Entries from a data source:
::::::::::

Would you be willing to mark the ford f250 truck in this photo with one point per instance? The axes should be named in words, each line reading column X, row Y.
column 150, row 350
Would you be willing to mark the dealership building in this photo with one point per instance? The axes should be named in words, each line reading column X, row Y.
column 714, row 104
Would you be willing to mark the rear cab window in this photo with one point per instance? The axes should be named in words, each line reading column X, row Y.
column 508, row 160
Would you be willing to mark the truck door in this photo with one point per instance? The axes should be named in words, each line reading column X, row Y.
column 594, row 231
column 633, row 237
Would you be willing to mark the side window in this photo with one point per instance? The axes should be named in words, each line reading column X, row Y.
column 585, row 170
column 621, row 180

::::::::::

Task brief: Convert every entry into a two-column CSV with the headers entry_text and answer, giving each entry its own row. Wrap each field in double quotes, and replace any line breaks inside a field with spaces.

Task response:
entry_text,answer
"Would you be willing to mark the ford f250 truck in this photo with one point per instance? The axes should be named in words, each line reading column X, row Y.","column 150, row 350"
"Would you be willing to mark the dealership building in this photo with one point per instance? The axes should be named in words, each line reading column X, row Y.","column 714, row 104"
"Would you be willing to mark the rear cab window in this photo with one point per instance? The axes should be named in words, each line reading column X, row Y.","column 508, row 160"
"Would you be willing to mark the truck door in this photo with one point per instance? The axes should be named in words, each line reading column X, row Y.","column 594, row 231 column 633, row 237"
"Would you be willing to mark the side window in this photo with one point per instance? The axes should be named in words, each line reading column X, row Y.","column 585, row 170 column 621, row 180"